- [SET PROBLEM] From the line that has "Indicate the church with" down to the final line of the listing below, transcribe every line exactly, and only those.

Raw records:

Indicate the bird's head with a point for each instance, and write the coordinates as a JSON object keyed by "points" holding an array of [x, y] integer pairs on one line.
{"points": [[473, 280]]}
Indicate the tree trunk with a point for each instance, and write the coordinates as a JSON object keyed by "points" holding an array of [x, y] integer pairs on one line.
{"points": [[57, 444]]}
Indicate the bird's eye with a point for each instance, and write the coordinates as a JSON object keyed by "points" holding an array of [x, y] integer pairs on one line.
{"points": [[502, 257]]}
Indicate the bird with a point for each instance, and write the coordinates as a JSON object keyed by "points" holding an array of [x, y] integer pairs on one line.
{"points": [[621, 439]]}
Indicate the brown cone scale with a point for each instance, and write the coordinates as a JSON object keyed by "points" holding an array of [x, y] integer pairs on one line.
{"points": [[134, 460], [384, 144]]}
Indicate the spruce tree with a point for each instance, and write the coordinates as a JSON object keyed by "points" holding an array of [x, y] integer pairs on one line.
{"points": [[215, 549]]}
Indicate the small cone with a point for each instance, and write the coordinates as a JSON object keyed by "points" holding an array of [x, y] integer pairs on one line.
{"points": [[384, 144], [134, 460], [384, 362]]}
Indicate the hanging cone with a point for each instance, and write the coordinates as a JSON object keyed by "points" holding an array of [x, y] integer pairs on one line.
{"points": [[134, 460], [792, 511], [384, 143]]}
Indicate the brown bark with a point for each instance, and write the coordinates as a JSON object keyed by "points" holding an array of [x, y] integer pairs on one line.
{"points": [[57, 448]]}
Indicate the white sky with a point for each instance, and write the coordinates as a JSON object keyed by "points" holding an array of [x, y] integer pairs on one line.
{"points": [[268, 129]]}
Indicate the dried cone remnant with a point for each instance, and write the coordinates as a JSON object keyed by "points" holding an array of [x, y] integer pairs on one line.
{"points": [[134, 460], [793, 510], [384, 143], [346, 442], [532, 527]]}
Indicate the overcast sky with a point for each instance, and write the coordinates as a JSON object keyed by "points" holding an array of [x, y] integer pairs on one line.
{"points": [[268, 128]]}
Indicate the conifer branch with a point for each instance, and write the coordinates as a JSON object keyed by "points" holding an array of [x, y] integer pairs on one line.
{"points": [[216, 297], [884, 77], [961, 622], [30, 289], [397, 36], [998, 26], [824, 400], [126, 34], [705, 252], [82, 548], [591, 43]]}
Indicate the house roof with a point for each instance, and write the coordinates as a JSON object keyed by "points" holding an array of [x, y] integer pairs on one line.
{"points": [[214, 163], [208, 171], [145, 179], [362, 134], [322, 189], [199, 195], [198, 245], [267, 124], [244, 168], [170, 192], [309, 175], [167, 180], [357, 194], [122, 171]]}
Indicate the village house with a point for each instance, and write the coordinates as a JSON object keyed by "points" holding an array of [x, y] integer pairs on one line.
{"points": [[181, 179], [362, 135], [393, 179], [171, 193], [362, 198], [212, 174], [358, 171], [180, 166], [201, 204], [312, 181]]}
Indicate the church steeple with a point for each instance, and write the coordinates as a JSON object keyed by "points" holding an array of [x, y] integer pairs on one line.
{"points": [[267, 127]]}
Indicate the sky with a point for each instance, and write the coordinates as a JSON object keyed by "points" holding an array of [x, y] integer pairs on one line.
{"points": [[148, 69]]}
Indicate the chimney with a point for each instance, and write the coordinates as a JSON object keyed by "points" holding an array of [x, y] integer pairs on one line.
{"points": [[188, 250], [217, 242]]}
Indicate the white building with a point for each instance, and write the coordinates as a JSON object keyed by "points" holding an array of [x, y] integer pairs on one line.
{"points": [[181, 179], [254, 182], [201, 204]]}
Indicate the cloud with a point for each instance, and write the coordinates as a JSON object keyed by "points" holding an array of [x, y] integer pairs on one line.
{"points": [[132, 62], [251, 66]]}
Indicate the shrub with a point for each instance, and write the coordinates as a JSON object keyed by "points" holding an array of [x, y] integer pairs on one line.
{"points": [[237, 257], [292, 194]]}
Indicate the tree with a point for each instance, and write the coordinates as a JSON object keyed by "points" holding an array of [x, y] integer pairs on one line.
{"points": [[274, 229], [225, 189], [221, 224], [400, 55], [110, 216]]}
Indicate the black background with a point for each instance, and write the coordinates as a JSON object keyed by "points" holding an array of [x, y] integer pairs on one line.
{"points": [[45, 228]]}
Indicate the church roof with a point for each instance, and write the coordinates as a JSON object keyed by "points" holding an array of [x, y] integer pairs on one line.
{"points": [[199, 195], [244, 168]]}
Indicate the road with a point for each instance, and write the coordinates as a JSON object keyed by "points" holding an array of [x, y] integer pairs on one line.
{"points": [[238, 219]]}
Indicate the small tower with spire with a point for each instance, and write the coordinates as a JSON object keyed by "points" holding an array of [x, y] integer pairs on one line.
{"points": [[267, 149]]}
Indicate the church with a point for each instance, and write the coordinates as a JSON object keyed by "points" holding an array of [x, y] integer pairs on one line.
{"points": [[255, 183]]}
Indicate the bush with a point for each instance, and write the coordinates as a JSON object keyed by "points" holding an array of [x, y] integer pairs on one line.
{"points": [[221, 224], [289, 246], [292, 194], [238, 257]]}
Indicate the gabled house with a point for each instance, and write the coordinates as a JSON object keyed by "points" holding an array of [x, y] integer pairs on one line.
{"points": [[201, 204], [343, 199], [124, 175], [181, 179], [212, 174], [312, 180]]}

- [RESULT OF THIS TASK]
Indicate the church with a point for each instance, and write the coordinates as a JSON object keyed by "points" holding an array of [x, y] integer pairs on one line.
{"points": [[255, 183]]}
Indicate the bush with a point for each instance, and write the coordinates as a JSON object keyed by "points" holding an array of [x, y] integer pairs on one line.
{"points": [[221, 224], [289, 246], [292, 194], [238, 257]]}
Indicate the gabled house with a point for each instance, and write the coordinates as a JSON object keyed by "points" holding an array of [x, y] integer pairs on one line.
{"points": [[201, 204], [343, 199], [124, 175], [181, 179], [212, 174], [312, 180]]}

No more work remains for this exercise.